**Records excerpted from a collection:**
--- start ---

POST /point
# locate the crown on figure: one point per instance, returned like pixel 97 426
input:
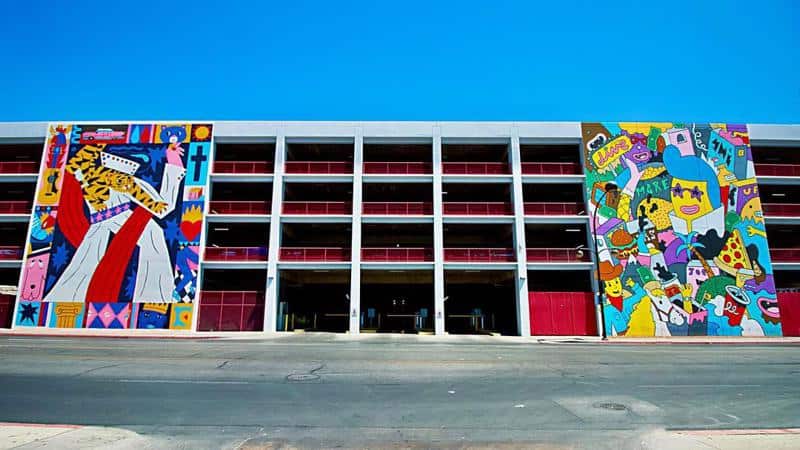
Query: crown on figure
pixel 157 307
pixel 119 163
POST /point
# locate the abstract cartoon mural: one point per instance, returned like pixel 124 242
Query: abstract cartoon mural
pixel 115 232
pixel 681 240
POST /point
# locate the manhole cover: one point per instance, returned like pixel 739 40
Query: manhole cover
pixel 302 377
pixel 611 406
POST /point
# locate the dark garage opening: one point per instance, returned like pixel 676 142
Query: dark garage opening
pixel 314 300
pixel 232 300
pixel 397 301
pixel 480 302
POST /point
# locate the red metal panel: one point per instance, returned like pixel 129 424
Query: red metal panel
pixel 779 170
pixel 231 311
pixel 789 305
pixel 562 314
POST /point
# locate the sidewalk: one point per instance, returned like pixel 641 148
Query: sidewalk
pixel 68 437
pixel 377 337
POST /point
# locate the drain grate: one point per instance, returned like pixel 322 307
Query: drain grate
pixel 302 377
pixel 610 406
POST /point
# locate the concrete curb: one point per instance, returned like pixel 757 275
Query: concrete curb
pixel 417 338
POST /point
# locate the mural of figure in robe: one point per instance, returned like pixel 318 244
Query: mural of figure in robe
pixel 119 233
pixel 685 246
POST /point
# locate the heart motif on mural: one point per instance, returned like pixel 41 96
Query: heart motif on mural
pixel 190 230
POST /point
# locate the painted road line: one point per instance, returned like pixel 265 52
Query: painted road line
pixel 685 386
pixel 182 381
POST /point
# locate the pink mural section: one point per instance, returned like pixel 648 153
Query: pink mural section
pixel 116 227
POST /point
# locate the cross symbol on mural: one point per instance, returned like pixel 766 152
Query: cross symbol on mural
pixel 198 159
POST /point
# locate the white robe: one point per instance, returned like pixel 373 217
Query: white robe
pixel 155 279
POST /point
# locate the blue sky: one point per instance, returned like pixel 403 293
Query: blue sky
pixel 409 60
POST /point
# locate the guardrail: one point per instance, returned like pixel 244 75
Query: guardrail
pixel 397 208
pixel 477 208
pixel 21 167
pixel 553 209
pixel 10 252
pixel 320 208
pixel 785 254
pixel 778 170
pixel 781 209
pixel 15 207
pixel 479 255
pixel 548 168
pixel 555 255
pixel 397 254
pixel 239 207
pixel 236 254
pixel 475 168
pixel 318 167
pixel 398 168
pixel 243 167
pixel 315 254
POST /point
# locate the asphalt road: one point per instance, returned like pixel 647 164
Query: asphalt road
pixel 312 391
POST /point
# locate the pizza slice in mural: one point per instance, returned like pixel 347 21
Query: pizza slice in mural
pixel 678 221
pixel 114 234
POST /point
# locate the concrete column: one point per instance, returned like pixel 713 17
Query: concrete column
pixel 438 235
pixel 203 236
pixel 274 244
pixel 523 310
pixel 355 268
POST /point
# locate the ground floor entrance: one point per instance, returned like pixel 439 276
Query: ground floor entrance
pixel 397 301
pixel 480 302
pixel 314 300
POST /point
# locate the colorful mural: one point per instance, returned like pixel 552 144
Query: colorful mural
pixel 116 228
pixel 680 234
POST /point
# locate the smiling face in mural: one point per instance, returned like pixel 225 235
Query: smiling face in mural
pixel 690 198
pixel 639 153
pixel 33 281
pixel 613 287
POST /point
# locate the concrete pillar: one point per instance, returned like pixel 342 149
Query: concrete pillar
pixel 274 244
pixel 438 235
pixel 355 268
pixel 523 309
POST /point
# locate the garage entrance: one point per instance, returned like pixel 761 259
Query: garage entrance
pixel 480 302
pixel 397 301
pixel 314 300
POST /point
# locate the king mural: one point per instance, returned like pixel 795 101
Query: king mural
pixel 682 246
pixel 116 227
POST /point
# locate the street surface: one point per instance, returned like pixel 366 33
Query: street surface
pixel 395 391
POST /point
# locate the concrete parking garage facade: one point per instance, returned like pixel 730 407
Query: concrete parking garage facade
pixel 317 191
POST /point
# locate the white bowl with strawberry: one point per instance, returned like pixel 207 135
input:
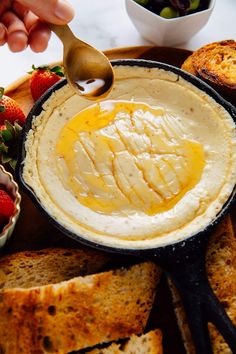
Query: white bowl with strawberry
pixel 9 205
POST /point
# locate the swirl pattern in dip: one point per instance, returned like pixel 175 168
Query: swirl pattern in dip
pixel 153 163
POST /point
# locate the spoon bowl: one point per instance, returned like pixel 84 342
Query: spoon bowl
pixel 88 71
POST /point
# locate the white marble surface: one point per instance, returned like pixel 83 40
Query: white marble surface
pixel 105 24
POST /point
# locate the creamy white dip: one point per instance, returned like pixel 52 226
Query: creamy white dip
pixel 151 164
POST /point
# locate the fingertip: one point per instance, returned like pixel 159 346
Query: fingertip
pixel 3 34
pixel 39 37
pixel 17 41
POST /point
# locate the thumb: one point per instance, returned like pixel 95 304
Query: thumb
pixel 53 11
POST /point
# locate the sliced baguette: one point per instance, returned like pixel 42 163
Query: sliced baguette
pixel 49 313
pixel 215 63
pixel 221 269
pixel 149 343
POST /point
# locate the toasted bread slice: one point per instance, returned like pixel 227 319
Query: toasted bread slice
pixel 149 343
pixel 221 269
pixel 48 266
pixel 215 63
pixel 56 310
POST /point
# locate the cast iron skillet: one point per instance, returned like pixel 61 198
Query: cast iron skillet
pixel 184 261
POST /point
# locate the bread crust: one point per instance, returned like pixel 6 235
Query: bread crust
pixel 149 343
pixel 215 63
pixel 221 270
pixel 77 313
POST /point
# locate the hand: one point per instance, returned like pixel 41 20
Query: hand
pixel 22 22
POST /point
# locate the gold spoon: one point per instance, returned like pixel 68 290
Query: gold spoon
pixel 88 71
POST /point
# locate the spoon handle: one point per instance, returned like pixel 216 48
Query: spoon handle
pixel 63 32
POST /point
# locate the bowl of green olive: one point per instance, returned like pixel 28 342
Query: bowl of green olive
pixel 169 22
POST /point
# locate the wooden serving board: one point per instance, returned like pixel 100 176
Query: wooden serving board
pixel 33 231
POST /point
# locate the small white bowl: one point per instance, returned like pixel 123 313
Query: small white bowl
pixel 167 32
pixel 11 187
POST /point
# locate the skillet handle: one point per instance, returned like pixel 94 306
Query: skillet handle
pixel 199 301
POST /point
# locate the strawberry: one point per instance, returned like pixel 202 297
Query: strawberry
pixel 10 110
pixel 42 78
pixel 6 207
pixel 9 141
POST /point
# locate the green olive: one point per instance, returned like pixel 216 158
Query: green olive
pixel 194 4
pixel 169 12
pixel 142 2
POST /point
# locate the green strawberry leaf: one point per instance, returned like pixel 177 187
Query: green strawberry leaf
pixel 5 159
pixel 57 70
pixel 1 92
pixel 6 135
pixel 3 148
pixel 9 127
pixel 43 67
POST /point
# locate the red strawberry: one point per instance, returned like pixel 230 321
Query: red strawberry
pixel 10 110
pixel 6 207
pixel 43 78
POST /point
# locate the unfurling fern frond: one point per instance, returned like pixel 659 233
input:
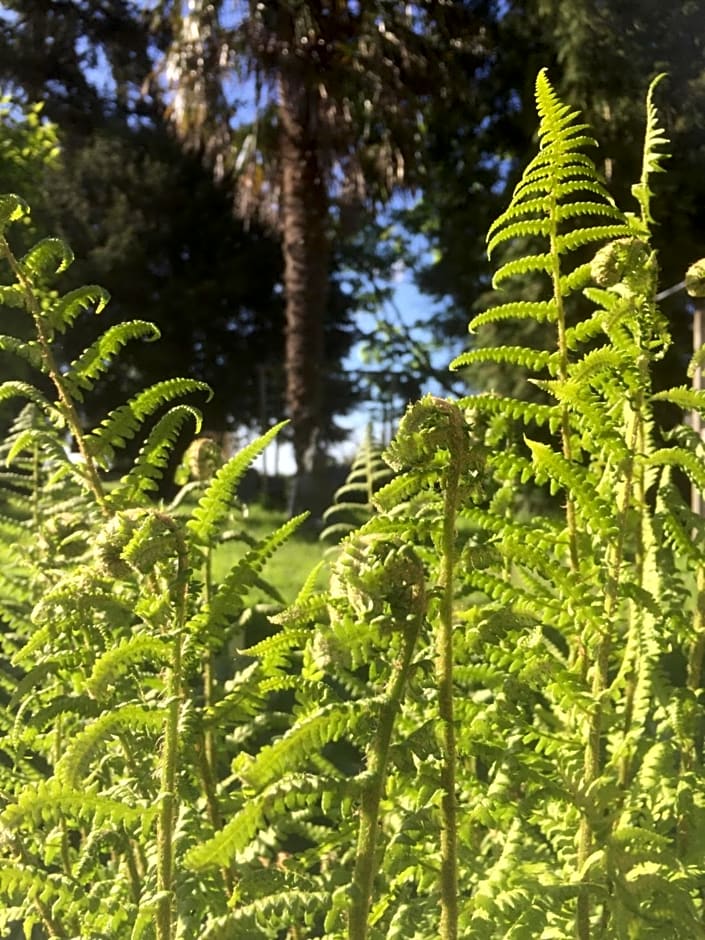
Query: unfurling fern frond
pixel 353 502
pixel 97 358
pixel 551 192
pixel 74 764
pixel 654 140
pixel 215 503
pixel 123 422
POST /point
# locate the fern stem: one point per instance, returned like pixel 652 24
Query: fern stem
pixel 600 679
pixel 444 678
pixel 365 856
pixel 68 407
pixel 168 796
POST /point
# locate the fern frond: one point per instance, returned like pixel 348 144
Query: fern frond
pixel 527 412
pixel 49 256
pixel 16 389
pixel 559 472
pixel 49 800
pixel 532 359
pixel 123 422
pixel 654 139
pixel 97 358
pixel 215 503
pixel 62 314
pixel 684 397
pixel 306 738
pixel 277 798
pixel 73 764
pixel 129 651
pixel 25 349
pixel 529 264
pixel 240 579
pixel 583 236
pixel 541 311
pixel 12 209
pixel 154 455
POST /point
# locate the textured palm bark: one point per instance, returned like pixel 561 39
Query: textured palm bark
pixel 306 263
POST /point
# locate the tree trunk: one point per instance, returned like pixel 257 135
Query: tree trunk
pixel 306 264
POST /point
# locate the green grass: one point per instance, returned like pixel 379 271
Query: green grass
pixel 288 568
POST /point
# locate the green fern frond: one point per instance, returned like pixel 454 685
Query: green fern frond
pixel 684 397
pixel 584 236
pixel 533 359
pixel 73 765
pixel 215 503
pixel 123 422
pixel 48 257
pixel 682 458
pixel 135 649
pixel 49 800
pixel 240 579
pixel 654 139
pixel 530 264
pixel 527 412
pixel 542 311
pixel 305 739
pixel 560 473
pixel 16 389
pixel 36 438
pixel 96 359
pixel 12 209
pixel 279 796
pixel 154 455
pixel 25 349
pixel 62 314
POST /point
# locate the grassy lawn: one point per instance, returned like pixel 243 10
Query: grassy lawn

--- end ---

**To be done:** Turn the records into a two-column CSV with the headers "query" and "points", starting at the beginning of the records and going on through the line with "pixel 377 337". Give one row per record, put each field in quotes, replace line breaks with spaces, and leave the pictures out.

**Answer to this task:**
query,points
"POST /point # locate the crown on figure: one point per instance, returned like pixel 97 426 input: Query: crown on figure","pixel 157 307 pixel 119 163"
"POST /point # locate the abstract cartoon mural: one point per instance, returned like pixel 124 242 Query: abstract cartoon mural","pixel 115 232 pixel 681 240"
"POST /point # locate the manhole cover: one point per instance, returned like pixel 739 40 Query: manhole cover","pixel 302 377 pixel 611 406"
"POST /point # locate the dark garage opening: one point per instance, returned like pixel 676 142 Query: dark garage opening","pixel 314 300 pixel 232 300 pixel 397 301 pixel 480 302"
"POST /point # locate the red metal panel: one point per instance, returned like pixel 129 424 Query: red metal panel","pixel 779 170 pixel 231 311 pixel 789 305 pixel 562 314"
"POST /point # locate the sidewalk: one point per instance, returned like pixel 641 148 Query: sidewalk","pixel 68 437 pixel 377 337"